La tarea » Sustituye "Target" por "Objeto" en las líneas de los registros, empezando en la que contiene "point: overcast sky" y terminando al final de los registros. Vuelve a escribir solo esas líneas, sin ningún otro cambio.

Registros para señalar »
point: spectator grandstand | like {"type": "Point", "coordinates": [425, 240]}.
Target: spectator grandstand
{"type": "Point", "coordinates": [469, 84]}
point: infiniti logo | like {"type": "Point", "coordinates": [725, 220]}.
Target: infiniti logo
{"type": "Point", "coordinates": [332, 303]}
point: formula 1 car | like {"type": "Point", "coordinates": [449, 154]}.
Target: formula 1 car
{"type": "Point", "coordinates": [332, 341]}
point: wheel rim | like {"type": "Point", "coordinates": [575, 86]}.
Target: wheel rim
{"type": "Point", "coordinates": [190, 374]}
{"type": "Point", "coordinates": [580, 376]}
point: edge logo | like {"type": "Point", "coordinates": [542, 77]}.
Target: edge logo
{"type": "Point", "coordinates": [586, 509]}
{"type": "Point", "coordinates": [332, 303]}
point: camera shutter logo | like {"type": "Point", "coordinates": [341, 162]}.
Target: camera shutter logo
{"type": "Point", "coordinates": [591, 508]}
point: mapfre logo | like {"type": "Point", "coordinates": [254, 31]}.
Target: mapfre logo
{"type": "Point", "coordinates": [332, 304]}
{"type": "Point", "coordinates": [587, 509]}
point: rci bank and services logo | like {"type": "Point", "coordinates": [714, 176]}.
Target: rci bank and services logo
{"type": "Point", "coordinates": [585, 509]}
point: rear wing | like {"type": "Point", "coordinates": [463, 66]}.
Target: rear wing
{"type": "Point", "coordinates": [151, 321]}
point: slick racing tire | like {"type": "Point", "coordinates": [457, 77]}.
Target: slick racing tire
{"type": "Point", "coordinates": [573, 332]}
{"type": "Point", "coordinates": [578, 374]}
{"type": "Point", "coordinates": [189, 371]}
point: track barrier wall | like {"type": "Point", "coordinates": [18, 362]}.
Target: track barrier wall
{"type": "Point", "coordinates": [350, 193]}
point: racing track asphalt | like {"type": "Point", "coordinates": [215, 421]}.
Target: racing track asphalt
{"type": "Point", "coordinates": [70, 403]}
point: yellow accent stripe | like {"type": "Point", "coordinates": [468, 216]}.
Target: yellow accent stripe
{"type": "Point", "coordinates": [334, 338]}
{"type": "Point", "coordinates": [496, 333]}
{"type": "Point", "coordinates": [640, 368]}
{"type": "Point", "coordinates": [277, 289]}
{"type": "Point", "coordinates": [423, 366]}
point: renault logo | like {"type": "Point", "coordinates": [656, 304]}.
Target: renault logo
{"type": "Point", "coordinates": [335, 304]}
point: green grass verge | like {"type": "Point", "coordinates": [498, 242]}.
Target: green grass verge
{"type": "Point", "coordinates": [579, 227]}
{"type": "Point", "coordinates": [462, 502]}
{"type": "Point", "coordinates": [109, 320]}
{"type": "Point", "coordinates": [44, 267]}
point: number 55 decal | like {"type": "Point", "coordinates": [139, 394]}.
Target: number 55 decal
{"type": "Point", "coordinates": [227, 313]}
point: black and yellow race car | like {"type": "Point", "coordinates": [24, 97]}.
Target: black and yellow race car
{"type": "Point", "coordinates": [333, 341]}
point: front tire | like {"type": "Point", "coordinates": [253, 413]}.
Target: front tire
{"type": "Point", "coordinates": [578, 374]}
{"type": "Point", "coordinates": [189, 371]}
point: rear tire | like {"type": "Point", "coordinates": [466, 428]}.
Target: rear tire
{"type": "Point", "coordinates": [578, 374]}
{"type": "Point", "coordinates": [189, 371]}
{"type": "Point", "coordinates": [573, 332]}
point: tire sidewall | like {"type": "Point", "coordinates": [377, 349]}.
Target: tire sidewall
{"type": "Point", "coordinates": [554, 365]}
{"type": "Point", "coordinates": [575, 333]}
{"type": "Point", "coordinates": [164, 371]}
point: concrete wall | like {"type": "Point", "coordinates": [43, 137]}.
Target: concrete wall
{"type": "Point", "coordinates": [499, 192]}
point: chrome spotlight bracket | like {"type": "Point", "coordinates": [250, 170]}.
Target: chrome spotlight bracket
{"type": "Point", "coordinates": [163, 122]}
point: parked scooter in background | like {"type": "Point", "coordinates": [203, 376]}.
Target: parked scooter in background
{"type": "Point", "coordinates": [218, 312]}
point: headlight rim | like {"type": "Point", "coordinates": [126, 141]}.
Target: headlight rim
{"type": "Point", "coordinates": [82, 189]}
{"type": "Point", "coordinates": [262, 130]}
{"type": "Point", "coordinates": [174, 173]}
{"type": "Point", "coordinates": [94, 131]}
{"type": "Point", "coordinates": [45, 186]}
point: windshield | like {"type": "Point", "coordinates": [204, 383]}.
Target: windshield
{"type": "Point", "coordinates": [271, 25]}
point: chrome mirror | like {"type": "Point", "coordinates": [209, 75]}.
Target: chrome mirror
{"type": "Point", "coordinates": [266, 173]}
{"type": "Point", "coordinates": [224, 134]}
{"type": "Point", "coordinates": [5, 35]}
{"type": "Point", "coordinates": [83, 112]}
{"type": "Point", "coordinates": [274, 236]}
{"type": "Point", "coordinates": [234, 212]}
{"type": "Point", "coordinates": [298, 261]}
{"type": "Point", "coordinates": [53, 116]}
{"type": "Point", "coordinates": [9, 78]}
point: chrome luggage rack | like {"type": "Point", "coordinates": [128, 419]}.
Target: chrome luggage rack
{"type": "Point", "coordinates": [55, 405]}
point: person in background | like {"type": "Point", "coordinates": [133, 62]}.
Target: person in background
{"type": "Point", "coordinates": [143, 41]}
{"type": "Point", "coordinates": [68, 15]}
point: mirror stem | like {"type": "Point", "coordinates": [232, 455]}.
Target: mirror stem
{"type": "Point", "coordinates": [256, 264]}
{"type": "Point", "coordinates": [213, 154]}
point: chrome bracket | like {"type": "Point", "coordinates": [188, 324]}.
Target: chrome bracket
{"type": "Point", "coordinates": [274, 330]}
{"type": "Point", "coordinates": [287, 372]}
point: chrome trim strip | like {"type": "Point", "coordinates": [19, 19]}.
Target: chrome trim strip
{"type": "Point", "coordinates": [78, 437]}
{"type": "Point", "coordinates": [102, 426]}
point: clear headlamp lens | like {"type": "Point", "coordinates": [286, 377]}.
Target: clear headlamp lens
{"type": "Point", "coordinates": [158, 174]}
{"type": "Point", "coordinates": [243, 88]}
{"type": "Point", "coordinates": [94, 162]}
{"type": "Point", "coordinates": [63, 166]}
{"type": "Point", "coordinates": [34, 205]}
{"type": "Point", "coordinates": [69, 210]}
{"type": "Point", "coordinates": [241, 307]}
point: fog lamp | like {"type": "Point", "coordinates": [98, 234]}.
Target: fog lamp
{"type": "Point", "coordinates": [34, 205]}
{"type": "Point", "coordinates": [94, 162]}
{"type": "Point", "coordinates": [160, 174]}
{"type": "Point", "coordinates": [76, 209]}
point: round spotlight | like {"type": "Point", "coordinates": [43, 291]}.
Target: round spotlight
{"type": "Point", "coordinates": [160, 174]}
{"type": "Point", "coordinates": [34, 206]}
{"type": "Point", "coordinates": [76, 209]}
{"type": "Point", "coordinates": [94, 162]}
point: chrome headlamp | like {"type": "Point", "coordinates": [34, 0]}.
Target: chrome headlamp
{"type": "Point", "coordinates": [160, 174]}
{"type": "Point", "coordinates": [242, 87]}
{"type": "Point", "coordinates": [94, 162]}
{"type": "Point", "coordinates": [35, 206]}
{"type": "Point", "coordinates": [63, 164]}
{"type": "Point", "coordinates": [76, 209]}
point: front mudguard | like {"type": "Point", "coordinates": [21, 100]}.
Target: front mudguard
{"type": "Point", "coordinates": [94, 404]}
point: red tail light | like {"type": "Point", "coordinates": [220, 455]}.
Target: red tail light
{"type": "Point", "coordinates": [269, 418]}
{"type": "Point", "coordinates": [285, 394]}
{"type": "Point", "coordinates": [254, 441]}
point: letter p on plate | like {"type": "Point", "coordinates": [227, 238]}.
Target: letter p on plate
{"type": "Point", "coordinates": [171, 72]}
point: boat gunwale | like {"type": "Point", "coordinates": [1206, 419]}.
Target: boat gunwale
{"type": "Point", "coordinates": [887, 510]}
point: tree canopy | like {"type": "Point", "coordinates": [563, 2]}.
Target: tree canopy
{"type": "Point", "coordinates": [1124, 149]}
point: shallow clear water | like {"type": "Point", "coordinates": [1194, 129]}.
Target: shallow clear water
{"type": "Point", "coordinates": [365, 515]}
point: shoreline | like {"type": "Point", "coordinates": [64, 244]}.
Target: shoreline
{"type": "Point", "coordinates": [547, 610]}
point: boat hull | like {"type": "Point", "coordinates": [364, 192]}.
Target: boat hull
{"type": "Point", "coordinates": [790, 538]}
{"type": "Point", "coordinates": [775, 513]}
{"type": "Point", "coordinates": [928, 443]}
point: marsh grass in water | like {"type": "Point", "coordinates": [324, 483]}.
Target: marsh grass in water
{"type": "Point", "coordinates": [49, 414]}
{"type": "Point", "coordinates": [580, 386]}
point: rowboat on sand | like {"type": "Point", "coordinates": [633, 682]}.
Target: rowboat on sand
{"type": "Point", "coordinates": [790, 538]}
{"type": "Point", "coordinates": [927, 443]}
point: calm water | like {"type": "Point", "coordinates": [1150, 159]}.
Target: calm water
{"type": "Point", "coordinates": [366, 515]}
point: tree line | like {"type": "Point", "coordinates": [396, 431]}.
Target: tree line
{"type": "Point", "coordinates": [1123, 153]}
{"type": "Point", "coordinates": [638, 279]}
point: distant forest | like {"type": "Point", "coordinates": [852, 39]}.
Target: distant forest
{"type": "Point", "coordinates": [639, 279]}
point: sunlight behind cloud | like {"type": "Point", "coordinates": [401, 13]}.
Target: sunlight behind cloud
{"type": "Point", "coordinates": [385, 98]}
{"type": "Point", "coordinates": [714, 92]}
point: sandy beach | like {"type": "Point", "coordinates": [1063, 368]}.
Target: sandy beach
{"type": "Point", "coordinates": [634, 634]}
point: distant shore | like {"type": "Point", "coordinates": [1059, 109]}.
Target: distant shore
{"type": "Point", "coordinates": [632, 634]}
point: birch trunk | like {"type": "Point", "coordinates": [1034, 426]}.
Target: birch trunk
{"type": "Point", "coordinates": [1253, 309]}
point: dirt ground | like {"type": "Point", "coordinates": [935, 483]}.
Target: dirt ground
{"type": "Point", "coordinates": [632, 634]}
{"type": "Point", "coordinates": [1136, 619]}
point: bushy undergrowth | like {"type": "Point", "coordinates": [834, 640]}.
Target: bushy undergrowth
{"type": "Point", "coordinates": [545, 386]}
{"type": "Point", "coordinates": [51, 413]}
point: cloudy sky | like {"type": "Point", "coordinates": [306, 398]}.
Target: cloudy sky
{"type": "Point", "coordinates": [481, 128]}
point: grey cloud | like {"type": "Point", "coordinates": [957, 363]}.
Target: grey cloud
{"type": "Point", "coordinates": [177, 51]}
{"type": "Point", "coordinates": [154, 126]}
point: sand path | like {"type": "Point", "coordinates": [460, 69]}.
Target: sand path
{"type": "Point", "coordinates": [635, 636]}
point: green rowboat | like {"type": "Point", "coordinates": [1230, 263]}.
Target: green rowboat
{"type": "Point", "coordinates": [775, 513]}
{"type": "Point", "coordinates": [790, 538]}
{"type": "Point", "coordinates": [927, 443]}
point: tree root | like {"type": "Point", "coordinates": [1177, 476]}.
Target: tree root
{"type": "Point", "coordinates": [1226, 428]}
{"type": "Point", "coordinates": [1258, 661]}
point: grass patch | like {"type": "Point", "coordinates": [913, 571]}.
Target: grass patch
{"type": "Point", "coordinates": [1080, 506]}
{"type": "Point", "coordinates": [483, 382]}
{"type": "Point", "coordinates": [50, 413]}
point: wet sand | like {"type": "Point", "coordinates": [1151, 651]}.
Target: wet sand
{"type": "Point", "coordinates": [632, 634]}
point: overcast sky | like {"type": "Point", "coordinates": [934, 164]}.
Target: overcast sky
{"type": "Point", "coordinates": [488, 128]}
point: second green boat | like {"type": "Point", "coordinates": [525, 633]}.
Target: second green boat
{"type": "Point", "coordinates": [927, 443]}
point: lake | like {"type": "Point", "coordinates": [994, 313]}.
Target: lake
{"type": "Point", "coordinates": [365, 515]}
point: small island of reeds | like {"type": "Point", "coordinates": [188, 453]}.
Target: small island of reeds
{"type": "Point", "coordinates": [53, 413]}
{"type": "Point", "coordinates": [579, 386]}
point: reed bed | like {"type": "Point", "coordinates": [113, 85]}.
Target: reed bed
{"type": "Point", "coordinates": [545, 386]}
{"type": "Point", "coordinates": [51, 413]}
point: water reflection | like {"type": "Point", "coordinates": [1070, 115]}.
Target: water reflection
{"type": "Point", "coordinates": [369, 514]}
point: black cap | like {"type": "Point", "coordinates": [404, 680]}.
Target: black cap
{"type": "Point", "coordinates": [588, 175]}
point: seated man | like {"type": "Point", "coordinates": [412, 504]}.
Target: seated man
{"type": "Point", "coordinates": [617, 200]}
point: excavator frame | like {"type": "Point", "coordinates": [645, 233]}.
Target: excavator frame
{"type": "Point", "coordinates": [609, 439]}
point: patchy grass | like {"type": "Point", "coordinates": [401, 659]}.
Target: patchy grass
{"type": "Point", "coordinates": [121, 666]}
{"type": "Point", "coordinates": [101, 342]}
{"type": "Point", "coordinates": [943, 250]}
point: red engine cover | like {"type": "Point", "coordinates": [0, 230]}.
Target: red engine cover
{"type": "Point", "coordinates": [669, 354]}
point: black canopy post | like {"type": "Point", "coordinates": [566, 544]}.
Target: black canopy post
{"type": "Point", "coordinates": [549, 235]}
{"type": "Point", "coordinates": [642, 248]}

Respuesta completa »
point: overcast sky | like {"type": "Point", "coordinates": [934, 164]}.
Objeto: overcast sky
{"type": "Point", "coordinates": [488, 128]}
point: second green boat | like {"type": "Point", "coordinates": [525, 633]}.
Objeto: second green boat
{"type": "Point", "coordinates": [927, 443]}
point: lake | like {"type": "Point", "coordinates": [994, 313]}.
Objeto: lake
{"type": "Point", "coordinates": [365, 515]}
point: small island of reeds | like {"type": "Point", "coordinates": [188, 453]}.
Objeto: small island of reeds
{"type": "Point", "coordinates": [53, 413]}
{"type": "Point", "coordinates": [579, 386]}
point: reed bed | like {"type": "Point", "coordinates": [113, 85]}.
Objeto: reed bed
{"type": "Point", "coordinates": [545, 386]}
{"type": "Point", "coordinates": [51, 413]}
point: water reflection | like {"type": "Point", "coordinates": [1070, 115]}.
Objeto: water reflection
{"type": "Point", "coordinates": [369, 514]}
point: black cap | like {"type": "Point", "coordinates": [404, 680]}.
Objeto: black cap
{"type": "Point", "coordinates": [588, 175]}
point: seated man | like {"type": "Point", "coordinates": [412, 504]}.
Objeto: seated man
{"type": "Point", "coordinates": [617, 200]}
point: excavator frame | like {"type": "Point", "coordinates": [645, 233]}.
Objeto: excavator frame
{"type": "Point", "coordinates": [609, 439]}
point: patchy grass | like {"type": "Point", "coordinates": [401, 659]}.
Objeto: patchy grass
{"type": "Point", "coordinates": [121, 666]}
{"type": "Point", "coordinates": [101, 342]}
{"type": "Point", "coordinates": [943, 250]}
point: red engine cover | like {"type": "Point", "coordinates": [0, 230]}.
Objeto: red engine cover
{"type": "Point", "coordinates": [669, 354]}
point: black canopy post | like {"type": "Point", "coordinates": [566, 544]}.
Objeto: black canopy post
{"type": "Point", "coordinates": [549, 235]}
{"type": "Point", "coordinates": [642, 248]}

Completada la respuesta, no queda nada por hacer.